» **TASKS TO CARRY OUT**
(A) Translate this sentence from the researcher profile below into Spanish: "Today’s discoveries propel tomorrow’s cures."
(B) According to the researcher profile below, when did Rebekah Gundry join UNMC?
(C) Duplicate the researcher profile below, everything from "- Name: Rebekah" down to "the world today?".

» **SOURCE EXTRACT**

#####

This profile is part of a series to highlight the researchers who will be honored at a ceremony on Feb. 24 for UNMC's 2021 Scientist Laureate, Distinguished Scientist, New Investigator and Community Service to Research Award recipients.
Distinguished Scientist Award
The Distinguished Scientist Award -- which is sponsored by the chancellor -- recognizes researchers who have been among the most productive scientists at UNMC during the past five years.
- Name: Rebekah Gundry, PhD
- Titles: Professor and vice chair, UNMC Department of Cellular and Integrative Physiology; professor and assistant chief for basic and translational research, UNMC Division of Cardiovascular Medicine; director, CardiOmics Program
- Joined UNMC: August 2019
- Hometown: Fall Creek, Wisconsin
Heart, cell surface glycoproteins, mass spectrometry
Why is research important in the world today?
Today’s discoveries propel tomorrow’s cures.
My research will make a difference because:
We make discoveries of the human heart not previously known, transforming our understanding of what molecules are present in the human heart and how they change in disease. This new insight fuels our understanding of disease processes and reveals untapped therapeutic targets. We also are developing new tools and reagents to promote the use of stem cell technologies for improved drug testing and disease modeling.
The best advice I’ve ever received is:
Write what you mean, mean what you write.
Three things you may not know about me are:
- I have a master’s degree in forensic science.
- I was working at the FBI Forensic Science Research Unit in Quantico, VA, when I first learned how amazing mass spectrometry is as a universally applicable technology.
- As a kid, I collected lightning bugs and sold them to Sigma Chemical Company so they could study luciferin and luciferase.
Congratulations, Dr. Gundry! UNMC is so lucky to have you!!!
Rebekah, congratulations! It is great that you are working at UNMC.

#####

» **DATA RECORDS**
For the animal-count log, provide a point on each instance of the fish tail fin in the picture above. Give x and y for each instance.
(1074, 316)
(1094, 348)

#####

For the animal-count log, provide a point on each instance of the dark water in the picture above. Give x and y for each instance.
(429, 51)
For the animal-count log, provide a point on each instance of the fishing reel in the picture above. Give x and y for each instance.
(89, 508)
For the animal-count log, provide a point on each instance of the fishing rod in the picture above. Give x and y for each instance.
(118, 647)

#####

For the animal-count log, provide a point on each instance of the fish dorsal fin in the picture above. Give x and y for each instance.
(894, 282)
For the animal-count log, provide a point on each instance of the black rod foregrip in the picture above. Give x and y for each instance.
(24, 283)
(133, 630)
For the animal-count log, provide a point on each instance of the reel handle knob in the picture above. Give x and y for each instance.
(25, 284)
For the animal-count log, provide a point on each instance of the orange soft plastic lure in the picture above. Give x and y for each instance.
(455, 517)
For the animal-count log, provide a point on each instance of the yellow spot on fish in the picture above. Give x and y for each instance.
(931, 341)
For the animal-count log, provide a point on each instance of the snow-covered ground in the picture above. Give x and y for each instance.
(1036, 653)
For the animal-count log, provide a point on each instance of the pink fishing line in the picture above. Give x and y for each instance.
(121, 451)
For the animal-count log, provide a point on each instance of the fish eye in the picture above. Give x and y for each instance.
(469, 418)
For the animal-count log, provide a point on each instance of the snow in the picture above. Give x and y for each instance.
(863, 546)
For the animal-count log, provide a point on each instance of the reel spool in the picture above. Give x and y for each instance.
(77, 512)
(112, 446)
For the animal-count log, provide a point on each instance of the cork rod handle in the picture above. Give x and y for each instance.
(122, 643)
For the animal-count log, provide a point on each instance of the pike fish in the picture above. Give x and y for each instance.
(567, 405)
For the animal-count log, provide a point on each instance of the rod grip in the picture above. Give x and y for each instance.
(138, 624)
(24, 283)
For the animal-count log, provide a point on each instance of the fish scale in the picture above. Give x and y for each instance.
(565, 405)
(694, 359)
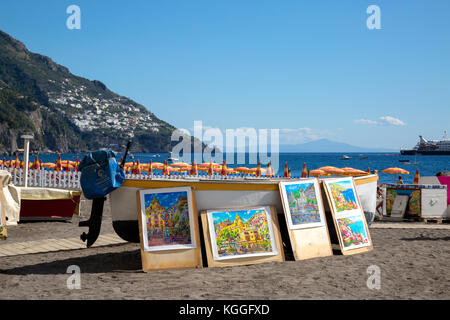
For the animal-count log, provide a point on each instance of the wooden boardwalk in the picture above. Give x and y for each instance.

#####

» **PER-TASK OUTPUTS**
(A) Los descubrimientos de hoy impulsan las curas del mañana.

(B) August 2019

(C)
- Name: Rebekah Gundry, PhD
- Titles: Professor and vice chair, UNMC Department of Cellular and Integrative Physiology; professor and assistant chief for basic and translational research, UNMC Division of Cardiovascular Medicine; director, CardiOmics Program
- Joined UNMC: August 2019
- Hometown: Fall Creek, Wisconsin
Heart, cell surface glycoproteins, mass spectrometry
Why is research important in the world today?